• **Work item A**: Condense the paragraph of the oscilloscope description that begins "PicoSample 4 has a built-in library" into a bulleted list that keeps its main facts.
• **Work item B**:
Answer these questions from the oscilloscope description, one line each:
(i) How long is the USB cable supplied in the kit?
(ii) How many measurements can be made simultaneously?
(iii) How many math functions can be chosen from?

• **Text**:
-- -- --
PicoScope 9404-05 Oscilloscopio 5GHz, 4 canali (SXRTO)
5 GHz bandwidth, 70 ps transition time
1 TS/s (1 ps resolution) equivalent-time sampling
Four 12-bit 500 MS/s ADCs
Pulse, eye and mask testing to 70 ps and 3 Gb/s
Logical, intuitive and configurable touch-compatible Windows user interface
Comprehensive built-in measurements, zooms, data masks and histograms
±800 mV full-scale input range into 50 ohms
±10 mV/div to ±0.25 V/div ranges provided by digital gain
Up to 250 kS trace length, shared between channels
Your PicoScope 9400 Series oscilloscope kit contains the following items:
- PicoScope 9400 Series sampler-extended real-time oscilloscope (SXRTO)
- PicoSample 4 software (supplied on a USB stick and also available as a free download from www.picotech.com)
- Quick start guide
- 12 V power supply, universal input
- 3 x localized IEC mains leads
- USB cable, 1.8 m
- SMA / PC3.5 / 2.92 wrench
- Storage / carry case
- LAN cable, 1 m
Standard waveforms and eye parameters
The PicoScope 9400 Series oscilloscopes quickly measure well over 40 standard waveforms and over 70 eye parameters, either for the whole waveform or gated between markers. The markers can also make on-screen ruler measurements, so you don’t need to count graticules or estimate the waveform’s position. Up to ten simultaneous measurements are possible. The measurements conform to IEEE standard definitions, but you can edit them for non-standard thresholds and reference levels using the advanced menu, or by dragging the on-screen thresholds and levels. You can apply limit tests to up to four measured parameters.
Waveform measurements with statistics
Waveform parameters can be measured in both X and Y axes including X period, frequency, negative or positive cross and jitter. In the Y axis measurements such as max, min, DC RMS and cycle mean are available. Measurements can be within a single trace or trace-to-trace such as phase, delay and gain. Selection of a measurement parameter displays its values, thresholds and bounds on the main display.
Eye diagram measurements
The PicoScope 9400 Series scopes quickly measure more than 70 fundamental parameters used to characterize non-return-to-zero (NRZ) signals and return-to-zero (RZ) signals.
PicoSample 4 has a built-in library of over 130 masks for testing data eyes. It can count or capture mask hits or route them to an alarm or acquisition control. You can stress- test against a mask using a specified margin, and locally compile or edit masks. There’s a choice of gray-scale and color-graded display modes, and a histogramming feature, all of which aid in analyzing noise and jitter in eye diagrams. There is also a statistical display showing a failure count for both the original mask and the margin. The extensive menu of built-in test waveforms is invaluable for checking your mask test setup before using it on live signals.
Powerful mathematical analysis
The PicoScope 9400 Series scopes support up to four simultaneous mathematical combinations or functional transformations of acquired waveforms. You can select any of the mathematical functions to operate on either one or two sources. All functions can operate on live waveforms, waveform memories or even other functions. There is also a comprehensive equation editor for creating custom functions of any combination of source waveforms. • Choose from 60 math functions, or create your own. • Add, subtract, multiply, divide, invert, absolute, exponent, logarithm, differentiate, integrate, inverse, FFT, interpolation, smoothing, trending and boolean bit operation.
-- -- --
• **Provided data**:
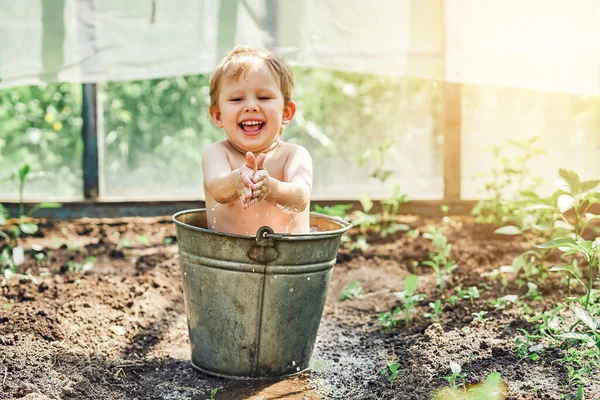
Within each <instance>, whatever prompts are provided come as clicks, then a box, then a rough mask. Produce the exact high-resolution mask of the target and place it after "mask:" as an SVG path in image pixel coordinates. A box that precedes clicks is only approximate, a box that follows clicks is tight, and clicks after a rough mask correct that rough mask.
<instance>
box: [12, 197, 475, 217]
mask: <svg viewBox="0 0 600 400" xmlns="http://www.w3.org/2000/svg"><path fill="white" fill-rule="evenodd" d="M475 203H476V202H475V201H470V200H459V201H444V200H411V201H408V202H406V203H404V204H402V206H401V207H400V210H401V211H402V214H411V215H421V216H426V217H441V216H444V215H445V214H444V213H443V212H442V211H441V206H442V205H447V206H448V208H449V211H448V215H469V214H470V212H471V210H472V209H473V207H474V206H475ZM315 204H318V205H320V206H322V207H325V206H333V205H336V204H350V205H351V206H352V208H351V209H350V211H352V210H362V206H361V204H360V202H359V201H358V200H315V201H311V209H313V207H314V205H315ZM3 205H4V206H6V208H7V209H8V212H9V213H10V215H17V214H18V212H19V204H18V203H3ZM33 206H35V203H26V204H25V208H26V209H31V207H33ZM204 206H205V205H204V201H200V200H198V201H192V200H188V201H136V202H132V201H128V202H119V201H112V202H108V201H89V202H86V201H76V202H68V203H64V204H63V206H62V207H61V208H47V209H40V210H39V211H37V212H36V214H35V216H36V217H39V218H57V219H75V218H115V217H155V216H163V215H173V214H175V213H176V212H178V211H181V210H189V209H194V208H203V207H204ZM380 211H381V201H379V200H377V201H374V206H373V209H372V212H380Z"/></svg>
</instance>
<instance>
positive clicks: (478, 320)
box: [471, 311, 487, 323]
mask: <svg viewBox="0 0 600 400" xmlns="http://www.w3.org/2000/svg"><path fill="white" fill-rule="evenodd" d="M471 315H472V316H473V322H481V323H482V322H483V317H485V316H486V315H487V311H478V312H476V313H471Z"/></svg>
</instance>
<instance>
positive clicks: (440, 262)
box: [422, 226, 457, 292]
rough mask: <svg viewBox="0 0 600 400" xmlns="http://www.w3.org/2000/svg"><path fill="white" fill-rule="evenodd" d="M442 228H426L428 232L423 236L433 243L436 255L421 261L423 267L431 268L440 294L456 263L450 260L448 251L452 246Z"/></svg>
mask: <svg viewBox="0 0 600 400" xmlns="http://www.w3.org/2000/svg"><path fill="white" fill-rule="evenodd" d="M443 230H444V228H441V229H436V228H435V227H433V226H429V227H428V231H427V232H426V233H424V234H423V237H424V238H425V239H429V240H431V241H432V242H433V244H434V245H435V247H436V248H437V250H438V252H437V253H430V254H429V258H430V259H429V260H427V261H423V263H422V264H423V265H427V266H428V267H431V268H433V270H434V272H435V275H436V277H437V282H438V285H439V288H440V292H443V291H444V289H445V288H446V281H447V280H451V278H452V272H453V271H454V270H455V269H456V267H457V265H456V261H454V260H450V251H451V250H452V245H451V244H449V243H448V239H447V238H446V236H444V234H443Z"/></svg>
-- -- --
• **Task solution A**:
- Built-in library of over 130 masks for testing data eyes
- Mask hits can be counted, captured, or routed to an alarm or acquisition control
- Stress-testing against a mask with a specified margin; masks can be compiled or edited locally
- Gray-scale and color-graded display modes plus a histogramming feature aid analysis of noise and jitter in eye diagrams
- Statistical display shows a failure count for both the original mask and the margin
- Built-in test waveforms let you check the mask test setup before using it on live signals

• **Task solution B**:
(i) 1.8 m
(ii) Up to ten
(iii) 60